◆ Written request 1
In the discussion of Firefox first party isolation, rewrite the part that opens with the words containing "To enable Dynamic" and closes with "everything works fine.", substituting "Firefox Developer Edition" for "Firefox Nightly".
◆ Written request 2
According to the discussion of Firefox first party isolation, what value should the network.cookie.cookieBehavior pref be set to in about:config to enable Dynamic First Party Isolation?
◆ Written request 3
List every count of domains given in the study quoted in the discussion of Firefox first party isolation, with the share of a user's history each could recover.

◆ Source excerpt
######

An important feature of Firefox that isn't nearly as well known as it should be is first party isolation.

It can be a bit annoying due to eg Recaptcha, but it works fine 99% of the time. Some sites will break, but these are far and few between. I just use another browser for those.

It was upstreamed from TOR and will scope all data (cookies, caches, etc) per domain. It's not a panacea, but definitely a good step.

(about:config , privacy.firstparty.isolate)

I feel like something like this should be the (standardized) behaviour of browsers. Sharing any kind of observable state between domains should require an explicit opt-in with a prompt.

Like: "Privacy Warning: techcrunch.com wants to share your data with facebook.com. Do you want to allow this?"

(such fine grained permissions are a complicated topic of course, but that's a longer discussion...)


Firefox's First Party Isolation can break some websites that might rely on third-party authentication. This may be acceptable for Tor users, but not regular users, which is why First Party Isolation is still off by default in Firefox. Mozilla is actively testing a variation called Dynamic First Party Isolation that will support those workflows.

For more details, here is the Firefox bug report:

https://bugzilla.mozilla.org/show_bug.cgi?id=1549587

To enable Dynamic First Party Isolation: in Firefox Nightly's about:preferences#privacy, select "Custom" Enhanced Tracking Protection and "Cookies" = "Cross-site and social media trackers, and isolate remaining cookies". Or just set `network.cookie.cookieBehavior` pref = 5 in about:config.


I just disabled third party cookies and everything works fine.


Disabling third-party cookies hasn't really been that useful in a long time though.

"When third-party cookies are allowed, 101 domains can reconstruct over 50% of a user's history and 161 could recover over 40%. Even when these cookies are blocked, 44 domains could recover over 40% of a user's history."[1]

[1] Study back in 2014: https://securehomes.esat.kuleuven.be/~gacar/persistent/the_w...

######

◆ Dataset content
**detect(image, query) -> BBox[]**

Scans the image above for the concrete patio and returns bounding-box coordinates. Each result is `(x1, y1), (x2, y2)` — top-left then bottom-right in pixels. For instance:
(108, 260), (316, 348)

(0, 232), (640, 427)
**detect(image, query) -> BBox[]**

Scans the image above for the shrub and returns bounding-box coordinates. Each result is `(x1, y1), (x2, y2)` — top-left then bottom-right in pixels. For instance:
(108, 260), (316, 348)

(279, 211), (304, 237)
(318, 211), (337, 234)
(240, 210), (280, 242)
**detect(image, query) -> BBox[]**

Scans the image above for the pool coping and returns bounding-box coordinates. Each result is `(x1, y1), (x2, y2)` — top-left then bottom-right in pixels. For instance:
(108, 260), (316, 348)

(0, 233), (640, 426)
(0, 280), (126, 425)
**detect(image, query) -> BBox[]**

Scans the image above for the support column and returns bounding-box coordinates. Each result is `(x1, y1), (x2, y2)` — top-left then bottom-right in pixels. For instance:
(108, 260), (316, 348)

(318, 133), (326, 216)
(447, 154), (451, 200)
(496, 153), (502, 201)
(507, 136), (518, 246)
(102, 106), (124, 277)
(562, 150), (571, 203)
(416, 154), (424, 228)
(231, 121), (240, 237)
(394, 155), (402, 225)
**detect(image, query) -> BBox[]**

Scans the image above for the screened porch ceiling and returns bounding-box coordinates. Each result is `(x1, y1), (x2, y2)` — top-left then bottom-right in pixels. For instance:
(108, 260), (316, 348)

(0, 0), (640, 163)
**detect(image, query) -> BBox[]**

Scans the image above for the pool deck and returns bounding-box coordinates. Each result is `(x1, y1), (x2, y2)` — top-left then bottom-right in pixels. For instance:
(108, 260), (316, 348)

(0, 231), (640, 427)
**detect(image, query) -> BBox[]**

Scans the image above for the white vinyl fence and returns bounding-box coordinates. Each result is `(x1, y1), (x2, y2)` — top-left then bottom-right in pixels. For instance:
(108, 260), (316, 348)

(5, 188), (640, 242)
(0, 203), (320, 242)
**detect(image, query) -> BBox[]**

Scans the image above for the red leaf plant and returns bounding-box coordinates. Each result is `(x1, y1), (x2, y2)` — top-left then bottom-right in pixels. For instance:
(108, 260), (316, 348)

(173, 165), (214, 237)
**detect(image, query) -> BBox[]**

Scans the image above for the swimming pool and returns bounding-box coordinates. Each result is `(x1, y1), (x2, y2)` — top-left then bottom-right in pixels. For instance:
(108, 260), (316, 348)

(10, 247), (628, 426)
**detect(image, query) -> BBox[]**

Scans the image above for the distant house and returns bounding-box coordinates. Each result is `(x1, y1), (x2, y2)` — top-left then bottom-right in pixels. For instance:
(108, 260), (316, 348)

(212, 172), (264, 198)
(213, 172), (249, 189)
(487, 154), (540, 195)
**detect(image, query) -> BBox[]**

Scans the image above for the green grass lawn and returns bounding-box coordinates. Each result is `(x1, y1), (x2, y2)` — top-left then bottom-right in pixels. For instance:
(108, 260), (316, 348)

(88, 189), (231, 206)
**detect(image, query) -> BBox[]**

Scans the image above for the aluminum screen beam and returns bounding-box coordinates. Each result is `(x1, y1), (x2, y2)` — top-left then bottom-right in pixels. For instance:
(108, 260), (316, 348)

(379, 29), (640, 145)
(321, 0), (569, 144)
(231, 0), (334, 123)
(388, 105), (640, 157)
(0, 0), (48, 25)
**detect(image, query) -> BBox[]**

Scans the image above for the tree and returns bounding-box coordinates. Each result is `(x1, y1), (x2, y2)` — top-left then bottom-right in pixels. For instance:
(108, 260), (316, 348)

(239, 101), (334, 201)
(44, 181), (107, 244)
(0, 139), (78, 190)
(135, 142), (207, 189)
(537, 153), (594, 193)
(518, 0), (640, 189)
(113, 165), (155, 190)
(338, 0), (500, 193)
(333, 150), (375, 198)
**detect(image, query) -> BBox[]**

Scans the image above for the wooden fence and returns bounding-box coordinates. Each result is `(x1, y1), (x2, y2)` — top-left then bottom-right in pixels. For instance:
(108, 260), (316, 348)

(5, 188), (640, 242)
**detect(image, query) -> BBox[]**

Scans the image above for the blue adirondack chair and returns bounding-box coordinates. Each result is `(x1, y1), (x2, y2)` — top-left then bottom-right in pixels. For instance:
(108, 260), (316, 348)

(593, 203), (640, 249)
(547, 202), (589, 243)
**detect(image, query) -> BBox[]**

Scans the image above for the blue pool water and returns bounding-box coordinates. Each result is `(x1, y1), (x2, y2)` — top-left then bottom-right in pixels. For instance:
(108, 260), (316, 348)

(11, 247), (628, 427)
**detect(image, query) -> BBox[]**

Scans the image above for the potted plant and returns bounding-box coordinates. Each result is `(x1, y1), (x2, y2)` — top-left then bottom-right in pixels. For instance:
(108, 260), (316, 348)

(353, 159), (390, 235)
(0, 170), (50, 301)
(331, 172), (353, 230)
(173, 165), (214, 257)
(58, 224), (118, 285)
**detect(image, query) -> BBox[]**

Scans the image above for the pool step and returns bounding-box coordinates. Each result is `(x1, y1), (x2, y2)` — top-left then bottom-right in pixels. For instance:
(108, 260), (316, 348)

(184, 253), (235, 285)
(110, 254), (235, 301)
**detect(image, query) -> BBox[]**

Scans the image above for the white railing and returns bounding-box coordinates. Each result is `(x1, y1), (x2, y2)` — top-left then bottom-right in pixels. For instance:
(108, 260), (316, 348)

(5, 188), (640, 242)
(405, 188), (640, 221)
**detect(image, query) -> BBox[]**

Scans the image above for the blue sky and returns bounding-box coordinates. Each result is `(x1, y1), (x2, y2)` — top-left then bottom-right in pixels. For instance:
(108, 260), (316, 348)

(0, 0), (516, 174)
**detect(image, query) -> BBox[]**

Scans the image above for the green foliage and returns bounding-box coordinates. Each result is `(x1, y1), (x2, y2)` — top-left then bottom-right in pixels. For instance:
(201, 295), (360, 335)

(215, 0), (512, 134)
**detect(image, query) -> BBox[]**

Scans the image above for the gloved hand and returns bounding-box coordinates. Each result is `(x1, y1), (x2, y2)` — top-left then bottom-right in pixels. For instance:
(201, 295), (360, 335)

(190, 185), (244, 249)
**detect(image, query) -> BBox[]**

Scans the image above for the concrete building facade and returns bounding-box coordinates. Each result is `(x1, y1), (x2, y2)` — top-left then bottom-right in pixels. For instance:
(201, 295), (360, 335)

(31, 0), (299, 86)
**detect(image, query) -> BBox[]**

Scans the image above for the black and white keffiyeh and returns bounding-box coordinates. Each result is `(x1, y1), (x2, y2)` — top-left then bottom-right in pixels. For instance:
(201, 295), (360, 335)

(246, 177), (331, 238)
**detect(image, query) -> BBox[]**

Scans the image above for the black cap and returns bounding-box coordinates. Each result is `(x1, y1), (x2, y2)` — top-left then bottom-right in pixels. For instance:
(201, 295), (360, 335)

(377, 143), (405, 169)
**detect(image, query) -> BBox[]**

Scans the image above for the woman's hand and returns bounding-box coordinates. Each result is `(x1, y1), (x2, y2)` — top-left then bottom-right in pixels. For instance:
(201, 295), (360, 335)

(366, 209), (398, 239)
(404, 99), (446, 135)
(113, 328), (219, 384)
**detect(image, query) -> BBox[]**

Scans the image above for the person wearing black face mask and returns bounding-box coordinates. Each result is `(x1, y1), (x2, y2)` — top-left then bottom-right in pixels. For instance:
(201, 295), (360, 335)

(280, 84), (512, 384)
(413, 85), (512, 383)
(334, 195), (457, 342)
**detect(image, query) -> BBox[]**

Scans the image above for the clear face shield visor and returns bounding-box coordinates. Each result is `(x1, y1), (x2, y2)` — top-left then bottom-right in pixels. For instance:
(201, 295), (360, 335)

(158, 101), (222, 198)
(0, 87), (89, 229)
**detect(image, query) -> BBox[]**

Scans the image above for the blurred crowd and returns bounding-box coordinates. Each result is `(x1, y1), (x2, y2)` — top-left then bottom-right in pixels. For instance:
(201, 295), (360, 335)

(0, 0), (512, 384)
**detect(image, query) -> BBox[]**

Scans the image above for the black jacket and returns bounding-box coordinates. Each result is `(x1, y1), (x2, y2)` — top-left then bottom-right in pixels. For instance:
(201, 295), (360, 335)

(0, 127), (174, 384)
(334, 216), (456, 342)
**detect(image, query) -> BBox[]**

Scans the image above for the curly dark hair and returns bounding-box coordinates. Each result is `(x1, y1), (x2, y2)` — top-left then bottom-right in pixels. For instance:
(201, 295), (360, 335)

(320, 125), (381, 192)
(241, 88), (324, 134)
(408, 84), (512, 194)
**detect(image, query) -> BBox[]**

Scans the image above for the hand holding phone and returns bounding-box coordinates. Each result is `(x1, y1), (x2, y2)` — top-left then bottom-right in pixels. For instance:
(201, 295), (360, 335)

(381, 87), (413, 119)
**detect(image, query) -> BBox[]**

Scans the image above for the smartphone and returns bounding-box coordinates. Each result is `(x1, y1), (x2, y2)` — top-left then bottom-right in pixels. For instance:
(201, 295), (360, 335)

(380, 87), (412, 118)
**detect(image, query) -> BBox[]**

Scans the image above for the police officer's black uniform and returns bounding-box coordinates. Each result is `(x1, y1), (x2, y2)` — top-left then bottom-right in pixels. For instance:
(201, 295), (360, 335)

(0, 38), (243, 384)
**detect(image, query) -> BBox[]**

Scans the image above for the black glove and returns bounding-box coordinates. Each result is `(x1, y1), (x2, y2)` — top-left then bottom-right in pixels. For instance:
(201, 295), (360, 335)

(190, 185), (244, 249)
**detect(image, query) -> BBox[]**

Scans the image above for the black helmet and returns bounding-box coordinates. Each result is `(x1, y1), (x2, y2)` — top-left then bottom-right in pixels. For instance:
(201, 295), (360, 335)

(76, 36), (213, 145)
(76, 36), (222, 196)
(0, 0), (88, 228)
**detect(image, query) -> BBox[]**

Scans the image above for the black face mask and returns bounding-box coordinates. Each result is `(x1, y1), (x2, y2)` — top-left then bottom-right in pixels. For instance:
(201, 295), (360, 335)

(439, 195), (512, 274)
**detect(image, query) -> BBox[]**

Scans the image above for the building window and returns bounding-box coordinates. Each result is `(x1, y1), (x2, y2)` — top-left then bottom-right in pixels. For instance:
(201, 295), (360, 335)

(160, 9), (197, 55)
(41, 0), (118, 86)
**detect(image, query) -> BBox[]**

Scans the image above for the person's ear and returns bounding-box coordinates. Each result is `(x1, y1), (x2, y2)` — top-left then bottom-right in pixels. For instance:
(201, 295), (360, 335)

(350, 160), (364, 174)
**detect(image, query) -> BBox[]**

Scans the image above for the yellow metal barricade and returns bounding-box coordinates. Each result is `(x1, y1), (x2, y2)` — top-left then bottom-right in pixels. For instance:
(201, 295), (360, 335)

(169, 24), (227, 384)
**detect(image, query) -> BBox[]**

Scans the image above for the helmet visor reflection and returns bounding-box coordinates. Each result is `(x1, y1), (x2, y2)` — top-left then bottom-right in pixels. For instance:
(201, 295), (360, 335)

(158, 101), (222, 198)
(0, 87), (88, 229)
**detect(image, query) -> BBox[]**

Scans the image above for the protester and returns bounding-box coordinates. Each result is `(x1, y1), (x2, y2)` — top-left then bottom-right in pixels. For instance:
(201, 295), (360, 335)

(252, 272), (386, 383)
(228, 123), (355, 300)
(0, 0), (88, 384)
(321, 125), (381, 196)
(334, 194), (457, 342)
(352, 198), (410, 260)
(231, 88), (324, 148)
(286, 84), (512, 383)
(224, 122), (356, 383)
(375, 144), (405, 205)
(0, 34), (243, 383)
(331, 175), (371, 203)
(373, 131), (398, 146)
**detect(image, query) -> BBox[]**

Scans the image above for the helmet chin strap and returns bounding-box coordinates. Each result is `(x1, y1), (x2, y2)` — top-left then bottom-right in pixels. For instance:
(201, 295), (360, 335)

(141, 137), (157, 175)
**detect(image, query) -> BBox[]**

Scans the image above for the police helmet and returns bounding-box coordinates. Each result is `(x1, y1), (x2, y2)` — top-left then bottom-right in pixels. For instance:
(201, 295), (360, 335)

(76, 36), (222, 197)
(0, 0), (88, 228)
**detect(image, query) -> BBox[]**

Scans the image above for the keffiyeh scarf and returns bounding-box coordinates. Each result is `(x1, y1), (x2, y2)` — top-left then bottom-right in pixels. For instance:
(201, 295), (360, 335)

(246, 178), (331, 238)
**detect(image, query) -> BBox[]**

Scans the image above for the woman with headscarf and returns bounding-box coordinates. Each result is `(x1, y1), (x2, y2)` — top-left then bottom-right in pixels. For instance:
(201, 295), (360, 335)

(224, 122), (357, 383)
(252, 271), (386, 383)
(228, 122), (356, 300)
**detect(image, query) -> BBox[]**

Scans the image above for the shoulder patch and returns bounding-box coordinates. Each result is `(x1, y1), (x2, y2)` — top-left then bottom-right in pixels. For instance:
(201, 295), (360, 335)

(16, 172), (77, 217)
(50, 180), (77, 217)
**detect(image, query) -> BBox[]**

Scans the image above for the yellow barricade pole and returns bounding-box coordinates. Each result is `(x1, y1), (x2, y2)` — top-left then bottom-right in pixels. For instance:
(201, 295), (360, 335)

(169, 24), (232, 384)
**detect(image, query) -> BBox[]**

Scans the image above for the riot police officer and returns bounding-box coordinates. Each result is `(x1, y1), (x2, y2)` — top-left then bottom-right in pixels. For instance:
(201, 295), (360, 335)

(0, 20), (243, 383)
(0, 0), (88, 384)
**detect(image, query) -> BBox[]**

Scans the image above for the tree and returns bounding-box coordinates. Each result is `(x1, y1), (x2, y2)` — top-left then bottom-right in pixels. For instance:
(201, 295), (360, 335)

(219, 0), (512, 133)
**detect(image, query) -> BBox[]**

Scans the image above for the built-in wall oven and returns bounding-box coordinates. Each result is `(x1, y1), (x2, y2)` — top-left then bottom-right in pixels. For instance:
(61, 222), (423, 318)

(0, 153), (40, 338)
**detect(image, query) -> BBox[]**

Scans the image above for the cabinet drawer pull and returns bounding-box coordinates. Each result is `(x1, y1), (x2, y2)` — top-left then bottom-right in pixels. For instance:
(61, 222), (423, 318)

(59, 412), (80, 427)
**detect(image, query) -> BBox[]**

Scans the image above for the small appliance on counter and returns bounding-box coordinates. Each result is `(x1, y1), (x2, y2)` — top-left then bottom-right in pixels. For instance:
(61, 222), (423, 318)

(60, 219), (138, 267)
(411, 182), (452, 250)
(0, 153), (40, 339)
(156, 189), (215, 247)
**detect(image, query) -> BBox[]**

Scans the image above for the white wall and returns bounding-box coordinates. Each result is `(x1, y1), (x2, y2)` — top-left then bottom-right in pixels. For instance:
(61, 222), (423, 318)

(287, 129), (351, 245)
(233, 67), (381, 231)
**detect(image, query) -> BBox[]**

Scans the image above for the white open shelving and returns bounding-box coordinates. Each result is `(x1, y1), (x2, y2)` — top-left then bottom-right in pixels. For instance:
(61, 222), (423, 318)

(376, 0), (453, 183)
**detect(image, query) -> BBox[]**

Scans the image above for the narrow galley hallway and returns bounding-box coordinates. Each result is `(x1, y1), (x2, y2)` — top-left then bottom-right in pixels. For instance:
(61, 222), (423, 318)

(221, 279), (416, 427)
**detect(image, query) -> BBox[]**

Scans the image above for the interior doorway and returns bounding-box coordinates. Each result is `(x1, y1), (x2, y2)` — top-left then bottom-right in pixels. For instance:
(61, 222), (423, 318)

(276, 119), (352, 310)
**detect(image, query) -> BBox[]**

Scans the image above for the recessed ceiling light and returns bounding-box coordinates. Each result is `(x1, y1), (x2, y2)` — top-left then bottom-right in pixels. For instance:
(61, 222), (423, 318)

######

◆ Task solution 1
To enable Dynamic First Party Isolation: in Firefox Developer Edition's about:preferences#privacy, select "Custom" Enhanced Tracking Protection and "Cookies" = "Cross-site and social media trackers, and isolate remaining cookies". Or just set `network.cookie.cookieBehavior` pref = 5 in about:config.


I just disabled third party cookies and everything works fine.

◆ Task solution 2
5

◆ Task solution 3
- 101 domains: over 50%, with third-party cookies allowed
- 161 domains: over 40%, with third-party cookies allowed
- 44 domains: over 40%, with third-party cookies blocked